* [Excerto do documento]:
Select Page

Vencer o medo

10 de Maio, 2019

Li o que Bruno Bobone disse há dias: o português tem medo de tudo. Li a entrevista[1] na sua totalidade e louvo a audácia de ele dizer, com o desassombro de quem nasceu em África, sem remoques, que “em África, não se pode ter medo. Quem tiver medo morre”.

Já há alguns bons anos que tenho essa perceção e que trabalho para superar o medo. Generalizando, nós, portugueses, somos, de facto, uns medrosos. E isso revela-se no nosso dia-a-dia. E até nas estatísticas – veja-se o estudo 2019 Global Emotions Report[2], da Gallup, que analisa 143 países e que consegue colocar Portugal no 5.º lugar dos mais “preocupados” (ou seja, que responderam que no dia anterior experimentaram sensações de elevada preocupação) do Mundo, a seguir a Moçambique, Chade, Benim e Irão e acima do Camboja, Níger, Togo e Brasil.

E esta preocupação e medo transmite-se de pais e de professores para filhos e alunos. E ainda bem que vieram, em quantidade e qualidade, muitos retornados aquando do regresso das antigas colónias. O que seria deste cantinho sem essa dinâmica (veja-se a quantidade de líderes empresariais e políticos nascidos em África!).

Tive a sorte de a referida entrevista ter sido publicada num dia em que eu dava aulas de Gestão Financeira a alunos do ISG, e em que um dos temas era análise de investimentos. A certa altura, no debate, referi-lhes que tão fundamental como um empreendedor ser um criador (na instalação de um negócio ou na dinamização de projetos dentro de organizações, lucrativas ou de âmbito solidário ou associativo) era perceber qual o momento de sair, se a coisa não estivesse a correr bem. E alguns alunos referiram que sentem que, quando a alguém um negócio não corre bem, é altamente estigmatizado, contrariamente ao que ocorre em outros países, em que se entende que o efeito aprendizagem e correção de eventuais falhas serve para construir uma história de vida que, obviamente, terá vitórias e insucessos (e “coisas” neutras….).

[Registos de um conjunto de dados]
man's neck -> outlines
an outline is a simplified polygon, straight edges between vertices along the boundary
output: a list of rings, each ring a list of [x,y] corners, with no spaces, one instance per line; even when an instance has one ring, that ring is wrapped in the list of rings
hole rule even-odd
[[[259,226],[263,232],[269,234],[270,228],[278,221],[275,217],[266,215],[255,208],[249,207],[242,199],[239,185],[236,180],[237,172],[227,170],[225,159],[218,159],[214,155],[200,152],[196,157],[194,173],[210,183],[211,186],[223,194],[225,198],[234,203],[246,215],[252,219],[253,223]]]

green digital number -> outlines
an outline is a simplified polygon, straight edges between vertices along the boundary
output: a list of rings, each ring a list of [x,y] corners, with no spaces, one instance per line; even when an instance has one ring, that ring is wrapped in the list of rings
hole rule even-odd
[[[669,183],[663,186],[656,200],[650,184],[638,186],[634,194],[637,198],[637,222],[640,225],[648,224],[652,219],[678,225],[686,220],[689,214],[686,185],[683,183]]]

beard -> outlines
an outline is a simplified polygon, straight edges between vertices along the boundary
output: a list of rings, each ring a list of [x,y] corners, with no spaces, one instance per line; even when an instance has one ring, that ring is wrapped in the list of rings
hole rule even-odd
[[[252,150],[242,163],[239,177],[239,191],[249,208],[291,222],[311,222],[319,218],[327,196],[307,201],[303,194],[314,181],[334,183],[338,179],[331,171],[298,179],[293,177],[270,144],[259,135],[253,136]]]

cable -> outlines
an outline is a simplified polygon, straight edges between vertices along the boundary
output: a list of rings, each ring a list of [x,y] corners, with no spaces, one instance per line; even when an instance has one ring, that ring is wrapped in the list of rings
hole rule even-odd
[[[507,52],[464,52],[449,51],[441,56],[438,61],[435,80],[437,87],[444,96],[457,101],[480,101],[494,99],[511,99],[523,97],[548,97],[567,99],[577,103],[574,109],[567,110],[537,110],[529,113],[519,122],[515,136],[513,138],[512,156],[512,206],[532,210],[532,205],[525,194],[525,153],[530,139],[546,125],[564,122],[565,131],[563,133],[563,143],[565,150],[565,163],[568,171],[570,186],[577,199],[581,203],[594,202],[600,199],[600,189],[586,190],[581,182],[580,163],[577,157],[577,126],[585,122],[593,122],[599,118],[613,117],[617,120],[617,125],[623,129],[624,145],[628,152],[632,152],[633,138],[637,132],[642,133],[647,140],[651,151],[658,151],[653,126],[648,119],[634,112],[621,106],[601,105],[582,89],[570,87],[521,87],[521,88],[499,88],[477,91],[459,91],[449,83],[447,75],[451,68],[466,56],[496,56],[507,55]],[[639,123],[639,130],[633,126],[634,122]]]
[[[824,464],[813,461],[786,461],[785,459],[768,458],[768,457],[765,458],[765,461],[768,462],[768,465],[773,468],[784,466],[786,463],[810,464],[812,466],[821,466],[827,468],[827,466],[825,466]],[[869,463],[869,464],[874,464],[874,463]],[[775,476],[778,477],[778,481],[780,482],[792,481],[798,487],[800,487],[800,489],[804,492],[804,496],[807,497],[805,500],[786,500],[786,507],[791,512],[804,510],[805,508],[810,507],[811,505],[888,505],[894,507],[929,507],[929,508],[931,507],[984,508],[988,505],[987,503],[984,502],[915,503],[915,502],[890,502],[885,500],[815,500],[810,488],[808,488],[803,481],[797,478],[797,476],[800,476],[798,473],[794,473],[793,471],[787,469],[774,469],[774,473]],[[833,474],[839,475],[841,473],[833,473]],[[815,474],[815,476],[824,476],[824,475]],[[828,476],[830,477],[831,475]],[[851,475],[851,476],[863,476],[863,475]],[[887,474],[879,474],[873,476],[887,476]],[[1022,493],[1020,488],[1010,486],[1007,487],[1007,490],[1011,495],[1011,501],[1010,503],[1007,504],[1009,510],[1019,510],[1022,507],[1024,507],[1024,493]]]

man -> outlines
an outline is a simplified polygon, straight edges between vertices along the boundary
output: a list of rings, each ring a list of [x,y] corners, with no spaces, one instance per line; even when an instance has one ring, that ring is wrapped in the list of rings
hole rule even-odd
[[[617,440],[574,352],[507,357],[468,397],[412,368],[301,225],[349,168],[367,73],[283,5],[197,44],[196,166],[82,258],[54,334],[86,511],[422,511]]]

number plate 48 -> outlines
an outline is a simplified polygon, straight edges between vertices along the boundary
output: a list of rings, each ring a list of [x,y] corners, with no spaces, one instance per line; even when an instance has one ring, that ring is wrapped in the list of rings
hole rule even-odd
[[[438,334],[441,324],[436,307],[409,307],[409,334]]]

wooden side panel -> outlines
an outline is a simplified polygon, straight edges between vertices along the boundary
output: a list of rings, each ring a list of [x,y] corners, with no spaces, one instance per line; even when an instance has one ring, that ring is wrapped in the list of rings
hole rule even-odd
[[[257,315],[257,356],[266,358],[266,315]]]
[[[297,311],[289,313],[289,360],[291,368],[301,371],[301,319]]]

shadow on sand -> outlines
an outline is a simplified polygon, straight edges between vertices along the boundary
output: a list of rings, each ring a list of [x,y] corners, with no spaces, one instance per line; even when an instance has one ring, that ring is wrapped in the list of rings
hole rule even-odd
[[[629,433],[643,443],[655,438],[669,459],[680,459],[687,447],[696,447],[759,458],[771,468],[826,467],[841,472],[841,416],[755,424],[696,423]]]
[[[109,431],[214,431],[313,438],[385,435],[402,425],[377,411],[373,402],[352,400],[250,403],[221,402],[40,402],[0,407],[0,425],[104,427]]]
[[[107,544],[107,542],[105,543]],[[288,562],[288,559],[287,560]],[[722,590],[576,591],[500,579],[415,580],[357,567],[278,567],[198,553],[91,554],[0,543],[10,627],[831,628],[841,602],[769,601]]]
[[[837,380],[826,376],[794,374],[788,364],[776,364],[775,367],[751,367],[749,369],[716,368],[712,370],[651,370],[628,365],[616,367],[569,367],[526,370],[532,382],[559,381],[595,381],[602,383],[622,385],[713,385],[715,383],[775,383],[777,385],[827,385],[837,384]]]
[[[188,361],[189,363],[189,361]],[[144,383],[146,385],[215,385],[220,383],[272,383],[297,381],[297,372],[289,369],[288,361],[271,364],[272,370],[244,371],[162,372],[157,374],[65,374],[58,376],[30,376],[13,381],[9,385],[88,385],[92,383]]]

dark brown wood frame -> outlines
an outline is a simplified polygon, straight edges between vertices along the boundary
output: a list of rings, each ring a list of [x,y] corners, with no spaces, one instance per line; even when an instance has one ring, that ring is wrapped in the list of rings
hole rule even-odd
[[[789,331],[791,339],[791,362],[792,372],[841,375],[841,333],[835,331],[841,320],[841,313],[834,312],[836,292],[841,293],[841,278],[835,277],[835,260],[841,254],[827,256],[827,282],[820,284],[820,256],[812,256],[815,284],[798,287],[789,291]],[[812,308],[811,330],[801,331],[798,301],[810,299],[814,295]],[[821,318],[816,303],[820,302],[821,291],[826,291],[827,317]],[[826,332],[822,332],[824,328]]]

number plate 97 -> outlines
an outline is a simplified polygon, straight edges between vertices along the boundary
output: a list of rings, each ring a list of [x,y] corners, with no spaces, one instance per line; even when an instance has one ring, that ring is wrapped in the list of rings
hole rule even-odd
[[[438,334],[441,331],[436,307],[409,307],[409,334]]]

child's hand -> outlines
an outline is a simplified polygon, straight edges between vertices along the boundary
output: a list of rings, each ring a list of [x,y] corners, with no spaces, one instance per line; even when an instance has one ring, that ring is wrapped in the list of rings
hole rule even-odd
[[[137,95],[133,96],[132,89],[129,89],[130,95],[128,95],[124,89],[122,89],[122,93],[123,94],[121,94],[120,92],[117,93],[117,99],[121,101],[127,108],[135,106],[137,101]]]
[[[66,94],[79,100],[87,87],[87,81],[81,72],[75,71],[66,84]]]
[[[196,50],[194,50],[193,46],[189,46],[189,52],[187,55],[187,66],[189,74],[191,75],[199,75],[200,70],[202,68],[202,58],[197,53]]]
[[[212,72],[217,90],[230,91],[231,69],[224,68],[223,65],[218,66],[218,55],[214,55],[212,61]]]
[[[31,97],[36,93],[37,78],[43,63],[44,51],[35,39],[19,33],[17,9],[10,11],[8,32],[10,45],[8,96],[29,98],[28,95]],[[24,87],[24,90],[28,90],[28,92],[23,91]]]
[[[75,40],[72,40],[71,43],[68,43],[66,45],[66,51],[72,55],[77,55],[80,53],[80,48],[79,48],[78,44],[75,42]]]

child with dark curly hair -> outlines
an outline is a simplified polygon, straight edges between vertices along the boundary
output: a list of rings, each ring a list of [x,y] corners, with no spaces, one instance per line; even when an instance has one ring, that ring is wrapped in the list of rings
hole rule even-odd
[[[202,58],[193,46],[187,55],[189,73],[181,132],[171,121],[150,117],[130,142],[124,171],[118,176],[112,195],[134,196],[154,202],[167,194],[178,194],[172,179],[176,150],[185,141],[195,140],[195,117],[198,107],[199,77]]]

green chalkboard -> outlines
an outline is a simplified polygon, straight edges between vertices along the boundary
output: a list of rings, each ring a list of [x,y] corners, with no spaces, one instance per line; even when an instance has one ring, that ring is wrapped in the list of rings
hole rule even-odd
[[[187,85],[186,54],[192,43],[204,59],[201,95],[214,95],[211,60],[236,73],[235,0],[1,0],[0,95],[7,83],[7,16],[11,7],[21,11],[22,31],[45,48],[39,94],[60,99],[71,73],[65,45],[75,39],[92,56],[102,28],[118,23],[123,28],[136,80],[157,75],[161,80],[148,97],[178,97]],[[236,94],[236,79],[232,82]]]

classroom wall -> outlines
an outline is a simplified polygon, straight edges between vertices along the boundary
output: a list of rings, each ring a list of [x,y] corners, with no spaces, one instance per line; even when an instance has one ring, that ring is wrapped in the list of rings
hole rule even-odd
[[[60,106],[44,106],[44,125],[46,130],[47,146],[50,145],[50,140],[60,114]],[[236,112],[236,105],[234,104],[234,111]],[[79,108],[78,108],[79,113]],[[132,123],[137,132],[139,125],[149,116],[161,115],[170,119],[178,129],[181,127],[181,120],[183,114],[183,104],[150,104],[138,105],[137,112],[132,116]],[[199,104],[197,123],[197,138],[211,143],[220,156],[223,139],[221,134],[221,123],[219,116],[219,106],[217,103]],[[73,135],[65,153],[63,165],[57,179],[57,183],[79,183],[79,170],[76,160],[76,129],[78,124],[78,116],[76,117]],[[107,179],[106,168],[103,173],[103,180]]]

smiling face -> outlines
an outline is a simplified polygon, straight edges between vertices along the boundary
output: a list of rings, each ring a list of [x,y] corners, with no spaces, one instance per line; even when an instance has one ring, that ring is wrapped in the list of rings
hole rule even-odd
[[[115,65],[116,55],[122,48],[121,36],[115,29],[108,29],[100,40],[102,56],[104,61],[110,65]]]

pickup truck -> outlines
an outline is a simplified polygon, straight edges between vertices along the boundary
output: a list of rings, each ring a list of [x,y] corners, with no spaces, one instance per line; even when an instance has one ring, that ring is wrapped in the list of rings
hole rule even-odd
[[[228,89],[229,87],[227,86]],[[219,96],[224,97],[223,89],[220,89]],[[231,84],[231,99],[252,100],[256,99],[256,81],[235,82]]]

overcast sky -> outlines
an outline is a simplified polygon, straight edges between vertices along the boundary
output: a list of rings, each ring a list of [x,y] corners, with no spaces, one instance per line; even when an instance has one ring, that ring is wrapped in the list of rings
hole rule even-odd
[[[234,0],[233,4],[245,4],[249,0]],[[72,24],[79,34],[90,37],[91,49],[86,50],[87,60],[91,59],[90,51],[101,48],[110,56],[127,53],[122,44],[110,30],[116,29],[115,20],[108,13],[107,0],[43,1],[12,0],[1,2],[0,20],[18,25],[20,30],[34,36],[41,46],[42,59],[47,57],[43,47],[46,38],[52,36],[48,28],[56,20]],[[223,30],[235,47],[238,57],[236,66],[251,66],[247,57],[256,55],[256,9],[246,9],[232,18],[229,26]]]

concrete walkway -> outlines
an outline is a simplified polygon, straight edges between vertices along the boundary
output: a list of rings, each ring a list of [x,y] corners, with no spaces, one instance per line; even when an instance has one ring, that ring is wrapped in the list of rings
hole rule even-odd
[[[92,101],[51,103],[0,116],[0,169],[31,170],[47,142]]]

* [O que fazer]:
#1 Indica quantas linhas da listagem contêm a palavra "green". Responde apenas com o número.
#2 Prossegue o texto sobre o medo dos portugueses a partir da última frase apresentada.

* [Resultados das tarefas]:
#1 2

#2
Agora que escrevo, lembro-me dos últimos tempos que tenho vivido, em que muitos me aconselham a ficar calado. Que os ataques que por aí grassam não me são dirigidos, mas sim a outros. Que se eu falar muito me irão perseguir ainda mais. E dizem-me: “estás a ver? Falas e levaste com mais nove meses de suspensão de sócio do Sporting”. Já vou ter de cumprir quase dois anos entre duas suspensões de dez e nove meses, adicionadas a períodos temporários que não relevam para efeitos de contagem. E sabe-se lá que mais. Pois, mas sinto que o melhor que fiz, e que iniciei num texto que o Link to Leaders me permitiu publicar, foi esclarecer as pessoas que são alvo de permanente desinformação e intoxicação mediática sobre o que foi o meu trabalho e dos meus colegas. Julgo que cumpri esse desiderato e continuarei, sempre que necessário, a fazê-lo.

Pois. Também me lembro quando em 2011 e 2013 também me disseram para não me meter em eleições no Sporting. Que eu e os outros éramos loucos. Pois éramos. E fizemo-lo por paixão, com dedicação e com algum desapego a vidas, porventura, confortáveis. Como outros (poucos) o fizeram. Não há nada na minha vida profissional e pessoal que me faça envergonhar. E adorei os cinco anos de pertença aos órgãos sociais de um Clube que, reconheço, jamais será unido. Como não o são grande parte das organizações neste nosso país de medrosos, bufos e invejosos. E digo isto com conhecimento da nossa História. Ora bolas! Sempre foram 285 anos de Inquisição e 48 anos Ditadura. Como também explico aos meus alunos de História e Economia Social, citando David Landes, no seu livro “A riqueza e a pobreza das nações”[3] e outros autores, todos nós temos um ADN cultural que nos propele ou limita.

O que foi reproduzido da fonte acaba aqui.